Ausgewählter Auszug:
◇ ◇ ◇

Am günstigsten wäre, wenn man ein neues Bachbett an den Bebauungsabschnitten vorbeilegt ... Die schmale Talsohle und die dichte Bebauung lässt eine neue Linienführung an vielen Abschnitten sicher gar nicht zu“.
Das Gutachten lässt erkennen, dass eine Sanierung von innen grundsätzlich möglich ist. Die Kammer folgt dem Vortrag des Beklagten, dass das angeordnete „Ausmauern bzw. das Setzen neuer Steine“ im Bereich der Gewölbefüße nach Abstützung der Gewölbe möglich ist. Erforderlichenfalls ist ein Stahlgeflecht zur Abstützung einzuziehen. Wie technisch unter Beachtung der Statik und der arbeitsschutzrechtlichen Vorschriften im Einzelnen vorzugehen ist, brauchte der Beklagte dem Kläger, der über eigene Fachleute verfügt, in dem angefochtenen Bescheid nicht aufzugeben. Die Anordnung ist hinreichend bestimmt und in ihrem Ziel, die Unterspülungen der Gewölbefüße zu beseitigen und die Standsicherheit der Gewölbe wieder herzustellen, auch für einen Laien nachvollziehbar.

◇ ◇ ◇

Daten zur Prüfung:
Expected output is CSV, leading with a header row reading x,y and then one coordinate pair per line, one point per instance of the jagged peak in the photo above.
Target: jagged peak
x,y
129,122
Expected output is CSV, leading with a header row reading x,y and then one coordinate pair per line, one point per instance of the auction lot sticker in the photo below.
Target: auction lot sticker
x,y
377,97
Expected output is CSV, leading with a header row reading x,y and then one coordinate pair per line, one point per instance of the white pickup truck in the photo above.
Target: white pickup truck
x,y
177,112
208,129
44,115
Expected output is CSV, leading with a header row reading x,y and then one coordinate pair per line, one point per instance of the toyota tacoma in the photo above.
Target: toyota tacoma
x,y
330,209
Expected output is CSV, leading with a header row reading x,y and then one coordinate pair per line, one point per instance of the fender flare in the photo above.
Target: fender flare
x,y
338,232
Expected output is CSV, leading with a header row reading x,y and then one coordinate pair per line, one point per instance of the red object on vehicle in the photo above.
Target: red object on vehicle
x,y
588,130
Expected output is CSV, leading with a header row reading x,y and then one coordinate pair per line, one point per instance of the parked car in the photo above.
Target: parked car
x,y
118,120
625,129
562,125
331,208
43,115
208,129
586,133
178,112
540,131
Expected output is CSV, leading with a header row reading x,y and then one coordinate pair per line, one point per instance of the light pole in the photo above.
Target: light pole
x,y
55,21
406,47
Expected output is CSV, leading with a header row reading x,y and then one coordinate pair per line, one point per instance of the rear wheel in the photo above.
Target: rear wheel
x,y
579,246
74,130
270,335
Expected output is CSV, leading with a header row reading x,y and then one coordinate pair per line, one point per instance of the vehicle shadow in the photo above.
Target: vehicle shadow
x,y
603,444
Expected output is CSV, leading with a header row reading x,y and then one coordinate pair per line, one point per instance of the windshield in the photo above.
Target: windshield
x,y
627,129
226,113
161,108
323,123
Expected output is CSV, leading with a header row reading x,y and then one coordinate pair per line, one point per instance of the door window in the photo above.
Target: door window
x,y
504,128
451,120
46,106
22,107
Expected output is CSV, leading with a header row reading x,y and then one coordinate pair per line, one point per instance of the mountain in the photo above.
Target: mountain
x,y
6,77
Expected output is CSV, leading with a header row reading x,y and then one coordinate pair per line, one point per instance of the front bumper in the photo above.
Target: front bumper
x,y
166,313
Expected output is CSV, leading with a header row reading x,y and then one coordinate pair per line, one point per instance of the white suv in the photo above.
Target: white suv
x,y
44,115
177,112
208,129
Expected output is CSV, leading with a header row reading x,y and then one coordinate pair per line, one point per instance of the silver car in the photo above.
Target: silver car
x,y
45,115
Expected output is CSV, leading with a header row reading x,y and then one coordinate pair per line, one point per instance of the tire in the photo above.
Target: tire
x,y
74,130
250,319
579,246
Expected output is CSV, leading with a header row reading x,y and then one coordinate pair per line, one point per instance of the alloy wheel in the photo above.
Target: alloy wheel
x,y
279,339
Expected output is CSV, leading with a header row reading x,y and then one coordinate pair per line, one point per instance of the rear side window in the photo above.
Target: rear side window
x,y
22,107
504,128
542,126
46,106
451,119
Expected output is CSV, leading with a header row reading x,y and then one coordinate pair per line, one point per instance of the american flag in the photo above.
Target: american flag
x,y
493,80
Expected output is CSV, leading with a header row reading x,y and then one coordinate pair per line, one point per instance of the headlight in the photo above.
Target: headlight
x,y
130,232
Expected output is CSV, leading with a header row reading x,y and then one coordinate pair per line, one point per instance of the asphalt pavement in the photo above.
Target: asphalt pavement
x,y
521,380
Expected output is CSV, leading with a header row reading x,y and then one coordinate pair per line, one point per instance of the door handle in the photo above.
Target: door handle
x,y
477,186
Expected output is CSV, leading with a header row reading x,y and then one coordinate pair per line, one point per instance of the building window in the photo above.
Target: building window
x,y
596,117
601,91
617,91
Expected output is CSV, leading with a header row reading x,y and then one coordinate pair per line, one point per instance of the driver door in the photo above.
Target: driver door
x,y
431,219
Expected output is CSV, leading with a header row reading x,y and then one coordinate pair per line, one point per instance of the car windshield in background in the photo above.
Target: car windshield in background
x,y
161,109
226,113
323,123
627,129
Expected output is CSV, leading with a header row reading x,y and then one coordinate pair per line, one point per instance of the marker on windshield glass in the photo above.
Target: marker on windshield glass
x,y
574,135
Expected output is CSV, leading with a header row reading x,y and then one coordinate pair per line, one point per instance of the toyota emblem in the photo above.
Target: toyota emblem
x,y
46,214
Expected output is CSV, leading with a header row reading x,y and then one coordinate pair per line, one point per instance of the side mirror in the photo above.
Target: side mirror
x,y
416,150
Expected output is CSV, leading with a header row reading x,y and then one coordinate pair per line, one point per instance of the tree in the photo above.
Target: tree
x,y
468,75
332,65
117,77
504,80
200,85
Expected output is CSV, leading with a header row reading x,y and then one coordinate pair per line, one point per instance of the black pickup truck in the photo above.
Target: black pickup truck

◇ ◇ ◇

Arbeitsauftrag A:
Fasse den Auszug in genau zwei Sätzen zusammen.
Arbeitsauftrag B:
Beantworte zum Auszug die folgenden Fragen kurz und kennzeichne die Antworten auf dieselbe Weise:
(i) Was lässt eine neue Linienführung an vielen Abschnitten nicht zu?
(ii) Was ist erforderlichenfalls zur Abstützung einzuziehen?
(iii) Welches Ziel verfolgt die Anordnung?

Ergebnis A:
Am günstigsten wäre ein neues Bachbett an den Bebauungsabschnitten vorbei, doch lassen die schmale Talsohle und die dichte Bebauung eine neue Linienführung an vielen Abschnitten nicht zu. Nach dem Gutachten ist eine Sanierung von innen grundsätzlich möglich, und die Kammer hält das angeordnete Ausmauern bzw. Setzen neuer Steine an den Gewölbefüßen nach Abstützung der Gewölbe für machbar sowie die Anordnung für hinreichend bestimmt.

Ergebnis B:
(i) Die schmale Talsohle und die dichte Bebauung.
(ii) Ein Stahlgeflecht.
(iii) Die Unterspülungen der Gewölbefüße zu beseitigen und die Standsicherheit der Gewölbe wiederherzustellen.